● DIRECTIVE A
Using the Coral Gables kitchen remodeling guide below, explain why quality materials are not optional for a kitchen remodel in that city. Answer in one to three sentences.

● PASSAGE PROVIDED
Coral Gables Is Not Like the Rest of Miami-Dade

Coral Gables was planned in 1925 by George Merrick as a Mediterranean Revival city. Almost a century later, that planning still controls what you can do to your house. The city has its own zoning code, its own architectural review process, and its own aesthetic standards that other Miami-Dade neighborhoods do not enforce. If you bought a Coral Gables home with the intention of remodeling the kitchen, the price tag and the timeline are both going to look different than a Kendall job.

That is not a bad thing. Coral Gables homes hold value, and renovations done with the city's standards in mind protect that value. A kitchen renovation in a 1928 Granada Boulevard Mediterranean is a different kind of project than gutting a 1985 ranch in Kendall, and the people who buy in Coral Gables know what they are paying for.

This guide walks through what a Coral Gables kitchen remodel actually costs in 2026, how the Architectural Review Board works, what material choices respect the architecture, and how the new HB 803 law affects the process.

What Makes a Coral Gables Kitchen Different

Three things shape every kitchen remodel in this city.

The architecture sets the rules. Most Coral Gables homes were built between 1920 and 1960 in one of three styles: Mediterranean Revival, Spanish Colonial, or mid-century modern (less common, mostly in the southern parts of the city). The kitchen has to feel like it belongs in that house. A glossy ultra-modern flat-front kitchen in a 1930 Mediterranean reads wrong, and it will not appeal to the next buyer.

The Architectural Review Board (ARB) gets involved. Almost any meaningful exterior change requires ARB review. Interior kitchen work generally does not, but if you are touching a window, a door, the roof line above a kitchen addition, or anything visible from the street, you are in the ARB process. That adds 4 to 8 weeks to the front of the project.

The buyers know the difference. Coral Gables buyers shop the architecture. They will walk in, see a kitchen that fights the house, and downgrade their offer or walk away. They will also pay a premium for a kitchen done right. Quality materials are not optional here.

Real Cost Ranges for Coral Gables in 2026

These are the four tiers we see most often in the city.

Tier 1. Cosmetic Refresh: $14,000 to $28,000

This keeps the layout and cabinets in place. New countertops, new backsplash, new appliances, new hardware, refinished or painted existing cabinets, possibly new lighting on the existing electrical layout.

Best for: a recent build (post-2000) where the bones are fine but the finishes are dated, or a Coral Gables home where the kitchen was renovated in the early 2010s and just needs to be brought up to current standards.

● DIRECTIVE B
How many lines of the records below contain the string "building"? Case counts, and the answer should be the number alone.

(Dataset records)
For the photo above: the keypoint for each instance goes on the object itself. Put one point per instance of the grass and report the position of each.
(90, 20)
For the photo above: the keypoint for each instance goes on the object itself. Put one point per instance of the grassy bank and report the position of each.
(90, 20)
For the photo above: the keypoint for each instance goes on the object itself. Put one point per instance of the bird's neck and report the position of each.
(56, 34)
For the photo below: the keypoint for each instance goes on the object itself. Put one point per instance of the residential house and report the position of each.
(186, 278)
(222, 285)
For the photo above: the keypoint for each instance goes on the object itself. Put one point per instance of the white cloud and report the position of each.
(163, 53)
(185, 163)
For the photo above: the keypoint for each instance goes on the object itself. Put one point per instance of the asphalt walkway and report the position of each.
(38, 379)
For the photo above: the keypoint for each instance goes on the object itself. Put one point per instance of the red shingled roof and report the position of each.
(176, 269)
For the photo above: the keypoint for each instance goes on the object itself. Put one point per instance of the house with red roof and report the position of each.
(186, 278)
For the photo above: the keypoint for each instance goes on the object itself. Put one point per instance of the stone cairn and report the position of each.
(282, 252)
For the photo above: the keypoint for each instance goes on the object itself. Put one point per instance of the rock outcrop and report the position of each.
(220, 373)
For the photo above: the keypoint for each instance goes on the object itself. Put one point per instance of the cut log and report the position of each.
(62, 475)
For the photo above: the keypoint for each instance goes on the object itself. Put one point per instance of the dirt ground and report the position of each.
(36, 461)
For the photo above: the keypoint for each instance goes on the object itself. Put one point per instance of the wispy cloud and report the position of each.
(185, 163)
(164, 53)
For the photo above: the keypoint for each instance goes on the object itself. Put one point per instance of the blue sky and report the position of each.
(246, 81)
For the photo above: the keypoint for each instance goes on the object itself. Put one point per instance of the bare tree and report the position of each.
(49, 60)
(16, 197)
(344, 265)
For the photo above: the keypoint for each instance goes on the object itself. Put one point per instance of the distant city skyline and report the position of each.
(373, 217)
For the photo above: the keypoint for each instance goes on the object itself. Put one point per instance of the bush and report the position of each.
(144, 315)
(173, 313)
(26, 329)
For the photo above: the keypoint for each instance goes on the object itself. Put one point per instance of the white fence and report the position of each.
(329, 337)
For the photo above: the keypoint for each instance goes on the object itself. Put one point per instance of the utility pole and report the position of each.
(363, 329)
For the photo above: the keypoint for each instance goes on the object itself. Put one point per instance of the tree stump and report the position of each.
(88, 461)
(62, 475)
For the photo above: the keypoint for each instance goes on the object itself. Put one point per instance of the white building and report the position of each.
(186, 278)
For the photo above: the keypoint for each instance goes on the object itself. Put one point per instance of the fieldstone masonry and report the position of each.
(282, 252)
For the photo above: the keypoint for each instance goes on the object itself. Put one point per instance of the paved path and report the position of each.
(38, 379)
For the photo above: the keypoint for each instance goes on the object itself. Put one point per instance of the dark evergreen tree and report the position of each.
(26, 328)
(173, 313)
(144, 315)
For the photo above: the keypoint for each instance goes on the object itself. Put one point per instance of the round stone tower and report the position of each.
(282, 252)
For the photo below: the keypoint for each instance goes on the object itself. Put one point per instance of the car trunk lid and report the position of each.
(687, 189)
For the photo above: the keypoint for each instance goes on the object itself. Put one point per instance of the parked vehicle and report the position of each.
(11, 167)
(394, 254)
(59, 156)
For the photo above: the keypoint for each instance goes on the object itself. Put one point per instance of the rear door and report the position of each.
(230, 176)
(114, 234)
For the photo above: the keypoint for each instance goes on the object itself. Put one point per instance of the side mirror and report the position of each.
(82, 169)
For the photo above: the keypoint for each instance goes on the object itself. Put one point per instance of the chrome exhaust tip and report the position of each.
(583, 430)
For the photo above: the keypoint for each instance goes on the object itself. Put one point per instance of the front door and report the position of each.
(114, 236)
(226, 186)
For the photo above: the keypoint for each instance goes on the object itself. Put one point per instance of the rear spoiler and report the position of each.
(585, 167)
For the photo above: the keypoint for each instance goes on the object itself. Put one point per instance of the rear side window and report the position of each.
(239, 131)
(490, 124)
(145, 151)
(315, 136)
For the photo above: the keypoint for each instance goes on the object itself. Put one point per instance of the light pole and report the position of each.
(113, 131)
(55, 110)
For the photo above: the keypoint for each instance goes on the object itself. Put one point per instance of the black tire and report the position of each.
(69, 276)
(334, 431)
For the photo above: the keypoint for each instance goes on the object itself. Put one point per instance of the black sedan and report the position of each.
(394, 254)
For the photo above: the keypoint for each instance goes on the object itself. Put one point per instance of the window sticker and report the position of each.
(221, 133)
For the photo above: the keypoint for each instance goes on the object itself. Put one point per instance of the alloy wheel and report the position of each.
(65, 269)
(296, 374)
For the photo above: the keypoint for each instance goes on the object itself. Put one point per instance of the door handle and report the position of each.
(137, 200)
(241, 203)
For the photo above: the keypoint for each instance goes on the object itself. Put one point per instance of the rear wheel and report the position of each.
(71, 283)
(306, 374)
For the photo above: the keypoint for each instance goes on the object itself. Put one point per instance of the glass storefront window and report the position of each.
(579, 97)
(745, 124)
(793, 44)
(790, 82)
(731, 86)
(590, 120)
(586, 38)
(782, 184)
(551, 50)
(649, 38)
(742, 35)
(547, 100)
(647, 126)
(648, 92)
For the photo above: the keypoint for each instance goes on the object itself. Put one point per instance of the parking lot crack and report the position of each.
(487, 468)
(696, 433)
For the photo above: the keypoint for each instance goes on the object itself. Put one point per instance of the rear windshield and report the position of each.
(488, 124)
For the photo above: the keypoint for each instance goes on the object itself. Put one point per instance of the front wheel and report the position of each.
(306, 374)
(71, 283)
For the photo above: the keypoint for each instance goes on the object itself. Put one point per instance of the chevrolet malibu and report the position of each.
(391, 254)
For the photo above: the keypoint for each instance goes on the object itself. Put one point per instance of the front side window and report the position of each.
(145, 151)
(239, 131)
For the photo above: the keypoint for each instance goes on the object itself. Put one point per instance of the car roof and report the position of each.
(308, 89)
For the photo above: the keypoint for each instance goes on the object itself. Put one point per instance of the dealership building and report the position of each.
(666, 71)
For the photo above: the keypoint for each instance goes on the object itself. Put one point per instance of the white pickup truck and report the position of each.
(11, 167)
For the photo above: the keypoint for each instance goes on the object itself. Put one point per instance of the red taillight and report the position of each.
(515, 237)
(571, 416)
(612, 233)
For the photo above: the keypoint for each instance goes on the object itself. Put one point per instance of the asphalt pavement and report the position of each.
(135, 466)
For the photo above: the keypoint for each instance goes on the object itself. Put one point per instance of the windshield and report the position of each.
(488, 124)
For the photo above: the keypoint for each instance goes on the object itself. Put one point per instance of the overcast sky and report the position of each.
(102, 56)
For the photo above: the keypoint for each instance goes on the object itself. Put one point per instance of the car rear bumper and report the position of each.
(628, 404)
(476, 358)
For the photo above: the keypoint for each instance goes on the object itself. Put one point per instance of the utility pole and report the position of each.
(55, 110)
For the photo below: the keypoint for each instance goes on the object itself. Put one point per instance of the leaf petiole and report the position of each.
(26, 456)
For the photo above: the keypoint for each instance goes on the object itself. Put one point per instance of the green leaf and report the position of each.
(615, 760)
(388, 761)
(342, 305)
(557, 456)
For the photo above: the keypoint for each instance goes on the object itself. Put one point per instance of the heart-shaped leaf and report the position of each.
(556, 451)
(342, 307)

● EXPECTED ANSWER A
Coral Gables buyers shop the architecture. A kitchen that fights the house leads them to downgrade their offer or walk away, while a kitchen done right earns a premium.

● EXPECTED ANSWER B
2